* _What you need to do_
Starting at the first line of the data below, retype every line up to and including the one containing "as [[812, 86]].".

* _Data excerpts_
——————

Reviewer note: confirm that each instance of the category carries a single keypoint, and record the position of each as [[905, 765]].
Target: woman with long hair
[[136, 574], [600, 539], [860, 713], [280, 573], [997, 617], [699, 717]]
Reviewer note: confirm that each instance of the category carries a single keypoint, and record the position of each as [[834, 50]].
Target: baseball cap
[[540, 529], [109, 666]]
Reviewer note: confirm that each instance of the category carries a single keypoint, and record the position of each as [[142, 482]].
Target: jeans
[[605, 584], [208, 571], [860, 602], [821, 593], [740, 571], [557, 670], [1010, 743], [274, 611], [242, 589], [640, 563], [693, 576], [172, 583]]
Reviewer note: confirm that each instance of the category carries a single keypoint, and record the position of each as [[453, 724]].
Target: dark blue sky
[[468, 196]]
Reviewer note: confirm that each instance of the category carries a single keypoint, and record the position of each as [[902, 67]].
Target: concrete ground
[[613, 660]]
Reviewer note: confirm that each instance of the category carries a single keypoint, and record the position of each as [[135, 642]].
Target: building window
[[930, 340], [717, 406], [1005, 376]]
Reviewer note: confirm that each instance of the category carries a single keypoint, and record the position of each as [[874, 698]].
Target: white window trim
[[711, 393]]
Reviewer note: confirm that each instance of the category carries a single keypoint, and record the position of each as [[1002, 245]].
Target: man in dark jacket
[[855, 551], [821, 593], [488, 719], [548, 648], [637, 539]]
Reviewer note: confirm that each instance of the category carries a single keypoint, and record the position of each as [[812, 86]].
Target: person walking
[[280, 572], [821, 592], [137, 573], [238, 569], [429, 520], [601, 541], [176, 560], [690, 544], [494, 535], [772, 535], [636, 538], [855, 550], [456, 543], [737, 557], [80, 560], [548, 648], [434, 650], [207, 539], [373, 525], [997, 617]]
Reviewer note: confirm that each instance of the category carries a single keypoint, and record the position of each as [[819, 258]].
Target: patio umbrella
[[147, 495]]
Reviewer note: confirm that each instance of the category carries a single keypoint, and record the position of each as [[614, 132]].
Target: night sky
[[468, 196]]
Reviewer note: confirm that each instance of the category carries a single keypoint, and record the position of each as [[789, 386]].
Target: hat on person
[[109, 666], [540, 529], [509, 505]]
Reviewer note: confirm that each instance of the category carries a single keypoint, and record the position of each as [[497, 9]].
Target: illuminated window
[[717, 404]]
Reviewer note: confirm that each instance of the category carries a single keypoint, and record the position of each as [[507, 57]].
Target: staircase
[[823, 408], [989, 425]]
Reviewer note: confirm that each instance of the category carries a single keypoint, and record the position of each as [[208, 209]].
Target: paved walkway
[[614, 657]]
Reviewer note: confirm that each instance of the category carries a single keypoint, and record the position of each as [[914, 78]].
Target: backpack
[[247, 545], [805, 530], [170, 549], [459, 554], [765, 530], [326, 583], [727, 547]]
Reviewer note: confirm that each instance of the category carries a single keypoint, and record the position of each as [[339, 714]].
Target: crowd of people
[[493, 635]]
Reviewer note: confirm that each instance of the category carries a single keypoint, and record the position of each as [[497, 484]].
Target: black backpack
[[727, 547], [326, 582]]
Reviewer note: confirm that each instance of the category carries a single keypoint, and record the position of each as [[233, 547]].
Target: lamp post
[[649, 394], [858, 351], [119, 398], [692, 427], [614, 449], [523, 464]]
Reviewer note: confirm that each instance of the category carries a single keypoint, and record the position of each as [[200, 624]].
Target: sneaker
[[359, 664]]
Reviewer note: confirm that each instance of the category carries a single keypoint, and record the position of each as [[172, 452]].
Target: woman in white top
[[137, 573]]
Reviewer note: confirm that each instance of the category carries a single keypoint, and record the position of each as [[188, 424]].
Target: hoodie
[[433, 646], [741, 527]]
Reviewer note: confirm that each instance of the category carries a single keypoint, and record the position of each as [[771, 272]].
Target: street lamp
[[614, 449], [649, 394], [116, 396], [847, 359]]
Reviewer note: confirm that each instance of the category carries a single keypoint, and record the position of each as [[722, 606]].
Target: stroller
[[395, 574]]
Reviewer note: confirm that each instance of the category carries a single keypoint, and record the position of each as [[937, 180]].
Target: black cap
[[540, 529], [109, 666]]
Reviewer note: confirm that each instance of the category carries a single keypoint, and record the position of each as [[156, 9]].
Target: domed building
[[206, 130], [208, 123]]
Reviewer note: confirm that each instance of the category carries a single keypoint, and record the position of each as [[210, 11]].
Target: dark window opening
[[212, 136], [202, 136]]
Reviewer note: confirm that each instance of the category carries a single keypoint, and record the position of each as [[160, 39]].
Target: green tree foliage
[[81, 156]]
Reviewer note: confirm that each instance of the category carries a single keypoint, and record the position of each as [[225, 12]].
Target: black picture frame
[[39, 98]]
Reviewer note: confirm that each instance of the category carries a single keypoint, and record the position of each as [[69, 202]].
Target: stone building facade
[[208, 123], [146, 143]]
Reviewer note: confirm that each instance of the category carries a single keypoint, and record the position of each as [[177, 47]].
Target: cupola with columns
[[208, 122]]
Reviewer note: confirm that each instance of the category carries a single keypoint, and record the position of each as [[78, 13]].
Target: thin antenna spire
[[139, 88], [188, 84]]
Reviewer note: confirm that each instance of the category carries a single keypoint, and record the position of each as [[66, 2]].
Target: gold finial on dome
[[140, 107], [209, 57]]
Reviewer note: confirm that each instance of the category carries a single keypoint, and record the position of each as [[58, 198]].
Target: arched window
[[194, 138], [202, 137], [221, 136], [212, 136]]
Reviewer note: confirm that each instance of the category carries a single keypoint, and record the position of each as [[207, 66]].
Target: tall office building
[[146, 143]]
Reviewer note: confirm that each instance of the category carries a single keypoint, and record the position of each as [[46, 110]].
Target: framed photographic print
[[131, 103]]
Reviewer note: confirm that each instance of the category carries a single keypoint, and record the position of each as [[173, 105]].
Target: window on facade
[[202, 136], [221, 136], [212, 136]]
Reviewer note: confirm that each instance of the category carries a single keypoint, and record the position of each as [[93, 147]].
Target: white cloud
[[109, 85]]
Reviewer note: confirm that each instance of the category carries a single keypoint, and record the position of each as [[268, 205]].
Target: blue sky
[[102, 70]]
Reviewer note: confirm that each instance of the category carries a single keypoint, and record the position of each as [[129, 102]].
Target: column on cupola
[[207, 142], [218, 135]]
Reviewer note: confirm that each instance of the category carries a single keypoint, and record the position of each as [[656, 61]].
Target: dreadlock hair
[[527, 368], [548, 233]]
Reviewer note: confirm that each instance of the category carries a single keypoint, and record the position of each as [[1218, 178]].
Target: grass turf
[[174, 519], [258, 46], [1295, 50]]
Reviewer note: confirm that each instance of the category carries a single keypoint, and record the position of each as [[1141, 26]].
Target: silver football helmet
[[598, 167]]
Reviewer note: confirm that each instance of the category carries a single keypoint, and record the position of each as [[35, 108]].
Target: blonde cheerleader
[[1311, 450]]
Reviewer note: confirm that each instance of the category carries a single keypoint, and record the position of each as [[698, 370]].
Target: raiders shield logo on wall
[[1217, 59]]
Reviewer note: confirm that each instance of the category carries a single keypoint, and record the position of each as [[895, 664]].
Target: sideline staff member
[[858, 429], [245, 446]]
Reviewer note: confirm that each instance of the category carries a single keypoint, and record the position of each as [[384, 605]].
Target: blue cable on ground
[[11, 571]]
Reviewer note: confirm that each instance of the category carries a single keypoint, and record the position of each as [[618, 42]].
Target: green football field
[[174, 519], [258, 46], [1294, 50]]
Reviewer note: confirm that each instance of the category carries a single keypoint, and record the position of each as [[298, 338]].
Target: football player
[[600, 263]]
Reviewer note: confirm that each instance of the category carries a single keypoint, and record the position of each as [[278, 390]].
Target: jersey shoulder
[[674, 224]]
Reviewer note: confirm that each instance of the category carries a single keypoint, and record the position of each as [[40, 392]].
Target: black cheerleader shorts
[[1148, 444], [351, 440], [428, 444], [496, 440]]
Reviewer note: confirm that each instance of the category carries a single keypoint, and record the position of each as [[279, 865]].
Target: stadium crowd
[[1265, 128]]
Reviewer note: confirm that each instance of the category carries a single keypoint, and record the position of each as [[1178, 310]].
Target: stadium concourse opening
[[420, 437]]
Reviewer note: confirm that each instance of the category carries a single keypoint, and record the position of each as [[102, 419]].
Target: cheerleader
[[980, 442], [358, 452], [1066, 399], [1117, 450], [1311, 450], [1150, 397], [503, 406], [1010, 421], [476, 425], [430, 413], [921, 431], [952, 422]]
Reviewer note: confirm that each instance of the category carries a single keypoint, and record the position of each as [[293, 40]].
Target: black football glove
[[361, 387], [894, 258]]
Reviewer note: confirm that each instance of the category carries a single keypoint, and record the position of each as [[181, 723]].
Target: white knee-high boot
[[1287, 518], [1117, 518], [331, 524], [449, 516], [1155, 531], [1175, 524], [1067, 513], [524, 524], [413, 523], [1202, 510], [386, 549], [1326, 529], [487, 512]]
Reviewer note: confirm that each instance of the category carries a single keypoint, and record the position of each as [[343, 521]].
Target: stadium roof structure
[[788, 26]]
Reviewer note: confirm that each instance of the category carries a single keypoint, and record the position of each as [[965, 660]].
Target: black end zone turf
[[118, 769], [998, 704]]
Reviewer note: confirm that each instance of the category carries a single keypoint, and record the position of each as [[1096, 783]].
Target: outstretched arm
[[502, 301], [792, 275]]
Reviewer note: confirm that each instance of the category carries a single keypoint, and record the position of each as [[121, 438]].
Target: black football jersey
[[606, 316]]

——————

* _Expected output_
Reviewer note: confirm that each instance of the category carries a single keypoint, and record the position of each as [[905, 765]].
Target: woman with long hair
[[136, 574], [600, 539], [860, 713], [280, 573], [997, 617], [699, 717]]
Reviewer note: confirm that each instance of the category carries a single keypoint, and record the position of each as [[834, 50]].
Target: baseball cap
[[540, 529], [109, 666]]
Reviewer note: confirm that each instance of the category carries a single keypoint, and record the position of each as [[142, 482]].
Target: jeans
[[605, 584], [208, 571], [860, 602], [821, 593], [740, 571], [557, 670], [1010, 743], [274, 611], [242, 589], [640, 563], [693, 576], [172, 583]]
Reviewer note: confirm that each instance of the category carries a single keypoint, and record the position of each as [[453, 724]].
Target: dark blue sky
[[468, 196]]
Reviewer note: confirm that each instance of the category carries a single keypoint, and record the position of each as [[902, 67]].
Target: concrete ground
[[613, 660]]
Reviewer note: confirm that each instance of the category carries a single keypoint, and record the position of each as [[135, 642]].
Target: building window
[[930, 340], [717, 406], [1005, 376]]
Reviewer note: confirm that each instance of the category carries a single keypoint, and record the position of each as [[874, 698]].
Target: white window trim
[[711, 393]]
Reviewer note: confirm that each instance of the category carries a single keypoint, and record the position of each as [[1002, 245]].
Target: man in dark jacket
[[855, 551], [821, 593], [488, 719], [548, 648], [637, 539]]
Reviewer note: confirm that each instance of the category carries a single keypoint, and record the position of each as [[812, 86]].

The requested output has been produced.